Output the records. Match them exactly.

• [Given records]
══════════

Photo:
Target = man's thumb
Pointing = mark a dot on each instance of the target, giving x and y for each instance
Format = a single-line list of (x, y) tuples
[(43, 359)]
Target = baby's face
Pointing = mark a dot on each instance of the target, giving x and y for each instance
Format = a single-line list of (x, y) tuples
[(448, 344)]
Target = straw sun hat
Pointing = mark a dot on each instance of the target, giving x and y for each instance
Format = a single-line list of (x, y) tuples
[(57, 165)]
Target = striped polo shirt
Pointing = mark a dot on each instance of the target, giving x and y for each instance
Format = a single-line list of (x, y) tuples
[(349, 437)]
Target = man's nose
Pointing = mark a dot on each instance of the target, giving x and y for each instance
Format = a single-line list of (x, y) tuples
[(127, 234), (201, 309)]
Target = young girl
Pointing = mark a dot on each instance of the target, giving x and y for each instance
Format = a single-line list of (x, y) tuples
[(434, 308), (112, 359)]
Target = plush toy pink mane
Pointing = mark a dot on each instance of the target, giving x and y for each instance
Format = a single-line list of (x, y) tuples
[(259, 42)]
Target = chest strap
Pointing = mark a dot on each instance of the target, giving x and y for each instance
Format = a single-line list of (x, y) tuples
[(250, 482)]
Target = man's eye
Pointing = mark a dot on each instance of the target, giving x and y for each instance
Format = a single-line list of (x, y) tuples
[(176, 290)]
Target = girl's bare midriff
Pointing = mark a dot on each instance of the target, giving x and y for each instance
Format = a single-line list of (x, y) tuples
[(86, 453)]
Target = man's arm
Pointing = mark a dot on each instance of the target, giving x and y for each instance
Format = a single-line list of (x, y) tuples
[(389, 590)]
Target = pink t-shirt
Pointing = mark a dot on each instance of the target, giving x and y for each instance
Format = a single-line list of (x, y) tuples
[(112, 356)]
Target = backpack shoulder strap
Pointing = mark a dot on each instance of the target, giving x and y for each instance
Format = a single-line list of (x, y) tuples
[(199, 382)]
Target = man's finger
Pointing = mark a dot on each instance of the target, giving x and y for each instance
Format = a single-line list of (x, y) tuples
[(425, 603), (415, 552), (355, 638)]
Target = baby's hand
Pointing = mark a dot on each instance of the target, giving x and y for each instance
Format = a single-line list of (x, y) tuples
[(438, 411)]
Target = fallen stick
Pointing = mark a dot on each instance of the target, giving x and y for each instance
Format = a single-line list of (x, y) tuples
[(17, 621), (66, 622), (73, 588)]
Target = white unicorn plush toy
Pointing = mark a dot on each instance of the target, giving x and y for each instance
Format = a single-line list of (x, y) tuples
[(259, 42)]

══════════

• [Solution for this exercise]
Photo:
Target = man's thumb
Pointing = mark a dot on each instance of the target, giving x and y for each instance
Format = a single-line list of (x, y) tuples
[(43, 359)]
Target = baby's face
Pointing = mark a dot on each instance of the target, giving x and y for each instance
Format = a single-line list of (x, y) tuples
[(448, 344)]
Target = straw sun hat
Pointing = mark a dot on each instance of the target, giving x and y for each instance
Format = a single-line list of (x, y) tuples
[(57, 165)]
Target = striped polo shirt
Pointing = mark a dot on each instance of the target, giving x and y for each instance
Format = a single-line list of (x, y) tuples
[(349, 437)]
Target = man's nose
Pointing = mark a dot on each instance of the target, giving x and y for each instance
Format = a single-line list of (x, y) tuples
[(127, 234), (201, 309)]
Target = young girl
Pointing = mark a dot on each instance of the target, giving x and y for each instance
Format = a single-line list of (x, y) tuples
[(434, 308), (112, 359)]
Target = plush toy pink mane
Pointing = mark a dot on each instance of the target, giving x and y for each instance
Format = a single-line list of (x, y) tuples
[(259, 42)]
Target = chest strap
Pointing = mark a dot on each instance of the target, giving x and y for each instance
Format = a single-line list of (x, y) tuples
[(250, 482)]
Target = man's eye
Pointing = mark a dot on each instance of the target, giving x and y for each instance
Format = a single-line list of (x, y) tuples
[(176, 290)]
Target = girl's bare midriff
Pointing = mark a dot on each instance of the target, giving x and y for each instance
Format = a single-line list of (x, y) tuples
[(86, 453)]
Target = man's arm
Pointing = mark a dot on each instance of the target, giving x and y for each instance
Format = a single-line list of (x, y) tuples
[(389, 590)]
Target = pink t-shirt
Pointing = mark a dot on each instance of the target, giving x and y for each instance
Format = a single-line list of (x, y) tuples
[(112, 356)]
Target = backpack shoulder strap
Pointing = mark a dot on each instance of the target, giving x and y for each instance
Format = a single-line list of (x, y) tuples
[(199, 382)]
Target = man's finger
Pointing = mark a dot on each instance of the target, giving x and y for each instance
Format = a single-line list of (x, y) tuples
[(425, 603), (415, 552), (355, 638)]
Target = baby's hand
Pointing = mark a dot on each instance of the target, giving x and y for each instance
Format = a single-line list of (x, y) tuples
[(438, 411)]
Target = fallen stick
Pointing = mark a dot on each instance of the target, giving x and y for each instance
Format = a single-line list of (x, y) tuples
[(17, 621), (66, 622), (73, 588)]
Target = white unicorn plush toy
Pointing = mark a dot on each instance of the target, giving x and y for each instance
Format = a single-line list of (x, y) tuples
[(259, 42)]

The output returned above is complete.